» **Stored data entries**
☆ ☆ ☆ ☆ ☆ ☆ ☆

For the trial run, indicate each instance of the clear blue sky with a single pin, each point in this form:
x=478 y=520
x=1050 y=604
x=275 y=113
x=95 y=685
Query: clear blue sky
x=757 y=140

☆ ☆ ☆ ☆ ☆ ☆ ☆

» **Exercise brief**
Every line above must be reproduced exactly as it stands.

» **Answer to this problem**
For the trial run, indicate each instance of the clear blue sky with a single pin, each point in this form:
x=478 y=520
x=1050 y=604
x=275 y=113
x=95 y=685
Query: clear blue sky
x=757 y=140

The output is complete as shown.